Work item –
The output has to be the full set of records, reproduced exactly, minus any picture.

Extracted information –
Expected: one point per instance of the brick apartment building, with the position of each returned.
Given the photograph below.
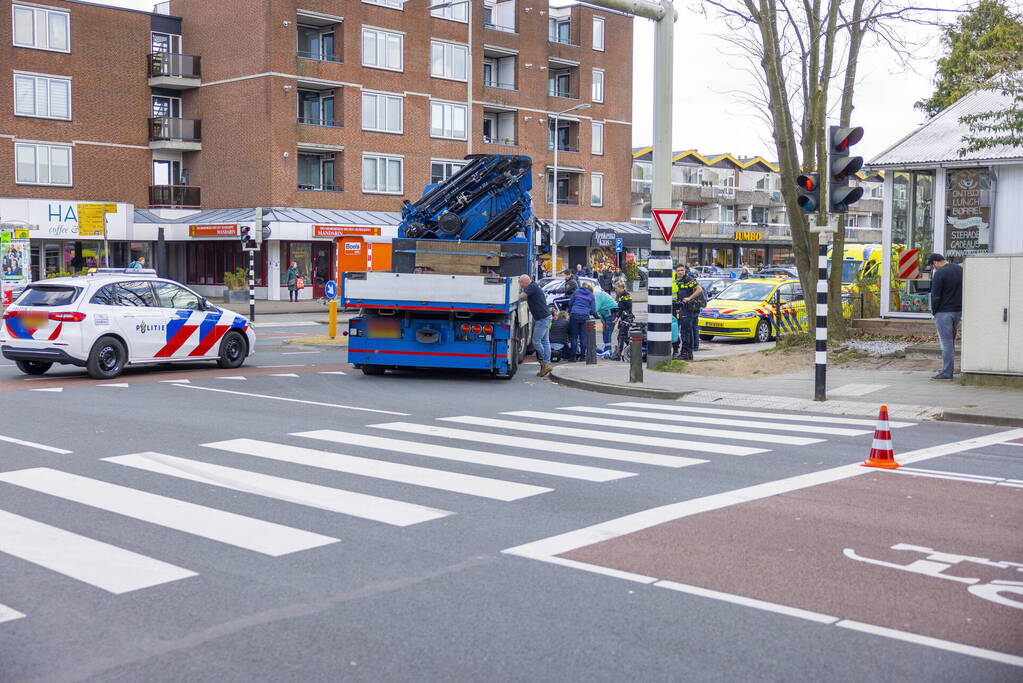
(329, 112)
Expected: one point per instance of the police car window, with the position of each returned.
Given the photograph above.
(172, 297)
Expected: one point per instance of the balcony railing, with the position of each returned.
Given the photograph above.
(166, 128)
(175, 65)
(174, 196)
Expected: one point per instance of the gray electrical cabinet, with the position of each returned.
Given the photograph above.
(992, 314)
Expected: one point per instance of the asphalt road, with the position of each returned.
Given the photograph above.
(296, 520)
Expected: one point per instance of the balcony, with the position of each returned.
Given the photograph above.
(175, 72)
(181, 134)
(174, 196)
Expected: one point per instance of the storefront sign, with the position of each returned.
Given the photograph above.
(219, 230)
(343, 230)
(969, 197)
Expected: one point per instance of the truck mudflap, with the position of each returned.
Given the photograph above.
(399, 343)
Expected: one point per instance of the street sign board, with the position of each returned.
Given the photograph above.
(667, 220)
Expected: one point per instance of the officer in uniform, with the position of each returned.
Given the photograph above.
(687, 298)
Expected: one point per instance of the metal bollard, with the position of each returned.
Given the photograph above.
(591, 343)
(635, 356)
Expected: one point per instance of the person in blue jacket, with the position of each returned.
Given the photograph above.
(581, 306)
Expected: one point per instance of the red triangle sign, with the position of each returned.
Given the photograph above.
(673, 215)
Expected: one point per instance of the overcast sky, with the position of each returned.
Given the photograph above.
(710, 118)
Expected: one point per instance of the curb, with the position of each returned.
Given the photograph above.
(605, 388)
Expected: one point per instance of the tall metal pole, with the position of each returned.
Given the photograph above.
(659, 265)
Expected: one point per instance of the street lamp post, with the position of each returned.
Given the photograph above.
(553, 214)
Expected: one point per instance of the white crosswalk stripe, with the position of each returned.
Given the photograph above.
(724, 421)
(613, 437)
(543, 445)
(101, 564)
(465, 455)
(667, 428)
(326, 498)
(236, 530)
(434, 479)
(756, 413)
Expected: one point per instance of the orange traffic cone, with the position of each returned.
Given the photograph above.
(882, 454)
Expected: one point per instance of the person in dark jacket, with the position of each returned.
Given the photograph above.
(581, 306)
(946, 305)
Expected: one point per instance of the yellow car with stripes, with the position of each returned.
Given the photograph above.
(757, 309)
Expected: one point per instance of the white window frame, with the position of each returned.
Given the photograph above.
(383, 33)
(389, 99)
(445, 112)
(598, 20)
(48, 80)
(49, 147)
(448, 66)
(595, 138)
(592, 185)
(593, 87)
(387, 157)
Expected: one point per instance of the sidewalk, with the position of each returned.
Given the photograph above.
(908, 395)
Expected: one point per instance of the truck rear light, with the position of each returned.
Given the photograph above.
(68, 316)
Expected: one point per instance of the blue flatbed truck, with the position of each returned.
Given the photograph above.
(451, 299)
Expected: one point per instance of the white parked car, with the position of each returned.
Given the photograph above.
(113, 318)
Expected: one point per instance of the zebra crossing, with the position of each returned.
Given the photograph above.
(584, 445)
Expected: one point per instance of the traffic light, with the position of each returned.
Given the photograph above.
(842, 167)
(809, 192)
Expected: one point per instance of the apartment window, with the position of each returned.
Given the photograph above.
(316, 107)
(42, 96)
(597, 85)
(447, 121)
(448, 60)
(42, 29)
(382, 174)
(382, 112)
(166, 43)
(42, 164)
(316, 172)
(441, 171)
(382, 49)
(596, 189)
(456, 11)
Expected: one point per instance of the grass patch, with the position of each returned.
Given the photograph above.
(671, 366)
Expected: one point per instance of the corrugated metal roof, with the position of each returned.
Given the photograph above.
(940, 138)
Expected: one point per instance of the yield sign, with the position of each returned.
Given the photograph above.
(666, 216)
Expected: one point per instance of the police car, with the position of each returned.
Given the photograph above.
(113, 318)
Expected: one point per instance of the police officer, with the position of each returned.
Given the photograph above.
(687, 299)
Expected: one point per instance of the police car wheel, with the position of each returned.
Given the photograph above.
(34, 367)
(232, 351)
(107, 358)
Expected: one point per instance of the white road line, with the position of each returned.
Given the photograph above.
(308, 403)
(6, 613)
(236, 530)
(755, 413)
(542, 445)
(855, 390)
(725, 421)
(32, 444)
(101, 564)
(758, 437)
(464, 455)
(392, 471)
(313, 495)
(613, 437)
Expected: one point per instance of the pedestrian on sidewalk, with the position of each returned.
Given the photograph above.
(534, 297)
(946, 305)
(293, 282)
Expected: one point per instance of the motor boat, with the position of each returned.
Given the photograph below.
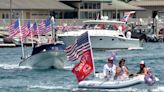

Answer to the exercise –
Expected: one point per instance of the brick apartment building, with the position of each returned.
Given the photograph below.
(329, 112)
Expected: one point per instance of the police car window, with the position of each returned.
Given the photograph above.
(172, 297)
Expected: one point per instance of the balcony railing, with the position of each returned.
Given the photograph above.
(166, 128)
(175, 65)
(174, 196)
Expected: one point per instance of the gray electrical cabinet, with the position of each returned.
Given the photograph above.
(992, 314)
Expected: one point per instance of the asphalt road, with the position of each returned.
Given the photograph above.
(296, 520)
Expected: one point per instance of the balcony, with the position of each returned.
Given the photograph above.
(175, 72)
(181, 134)
(174, 196)
Expected: one point per instance of the storefront sign, with the position of each returned.
Given the photograph above.
(219, 230)
(343, 230)
(969, 197)
Expected: one point per instance of the truck mudflap, with the position of each returned.
Given the photograph above.
(399, 343)
Expected: one point per instance of the street sign board, with the position of each returned.
Given the photograph above.
(667, 220)
Expected: one point per instance of the officer in uniform, with the position of each returned.
Given the photograph above.
(687, 298)
Expected: one point per instance of the metal bollard, with the position of each returned.
Given the photograph above.
(591, 343)
(635, 356)
Expected: one point per instance of the person in blue jacket, with the position of each returned.
Given the photograph above.
(581, 306)
Expected: one point per instance of the red triangle sign, with the position of each returned.
Given the photograph above.
(673, 215)
Expected: one point per instance of the overcast sky, with the position of each returned.
Given the photograph above.
(710, 118)
Expected: one point per instance of the curb, with the position of each returned.
Given the photograph above.
(605, 388)
Expected: one point per instance of the tall metal pole, with the position of each returned.
Given the photograph above.
(659, 265)
Expected: one point per instance of the street lamp post, with the position of each returned.
Given the photograph above.
(553, 214)
Expected: one point per instance of the white crosswalk stripe, with the position of each returned.
Given the photograph above.
(724, 421)
(613, 437)
(543, 445)
(101, 564)
(465, 455)
(667, 428)
(326, 498)
(236, 530)
(434, 479)
(756, 413)
Expected: one point per instance of the orange traffic cone, with the position of each returned.
Given the photograph above.
(882, 454)
Expected: one point per instance of the person in dark jacket, with the position of each returned.
Given the photograph above.
(581, 306)
(946, 305)
Expected: one point per instance of the yellow car with stripes, with the position of each returned.
Given the photograph above.
(757, 309)
Expected: one point per instance of the white window frame, with the position of each returned.
Given the photograph above.
(383, 33)
(389, 99)
(445, 112)
(598, 20)
(48, 80)
(49, 147)
(448, 66)
(595, 138)
(592, 185)
(593, 87)
(387, 157)
Expected: one point per instance of the sidewalk, with the position of each returned.
Given the photograph above.
(908, 395)
Expected: one point per instance of the truck rear light, with the position of each returned.
Given the photograph above.
(68, 316)
Expected: one point per instance of the blue flatbed truck, with the position of each returned.
Given the photograph above.
(451, 299)
Expected: one point per instance of the white parked car, with the position of each returned.
Given the photograph above.
(113, 318)
Expected: one point per instance of the zebra crossing, with the position of each returned.
Given the photograph above.
(584, 445)
Expected: one point per instance of the traffic light, with the position of each returned.
Given the photograph above.
(842, 167)
(809, 192)
Expected: one point per instance of the apartment window, with the position of each returned.
Given the photograph above.
(316, 107)
(42, 96)
(597, 85)
(447, 121)
(448, 60)
(42, 29)
(382, 174)
(382, 112)
(166, 43)
(42, 164)
(316, 172)
(441, 171)
(382, 49)
(596, 189)
(456, 11)
Expected: one point per instance of the grass patch, with the position of each returned.
Given the photograph above.
(671, 366)
Expected: one point per instance of the corrugated metal roof, with the position of each returned.
Given the photograph above.
(940, 138)
Expected: one point per instance of the yield sign, with the position of each returned.
Given the photograph above.
(666, 216)
Expected: one point per instance of the police car, with the position of each returned.
Given the photograph above.
(113, 318)
Expected: one point per instance of the police officer, with the position of each returned.
Given the photograph above.
(687, 299)
Expected: one point per instance of the police car wheel, with the position of each returned.
Given the photograph above.
(34, 367)
(232, 351)
(107, 358)
Expected: one point per instance of the white road line, with the position of each returned.
Given the photograph above.
(308, 403)
(6, 613)
(236, 530)
(755, 413)
(542, 445)
(855, 390)
(725, 421)
(32, 444)
(101, 564)
(758, 437)
(464, 455)
(392, 471)
(313, 495)
(613, 437)
Expected: one point per instance of the pedestrian on sidewalk, with the position of each returned.
Given the photograph above.
(534, 297)
(946, 305)
(293, 282)
Expected: one point per instance of the motor boat, with the position of each returned.
Given the photograph below.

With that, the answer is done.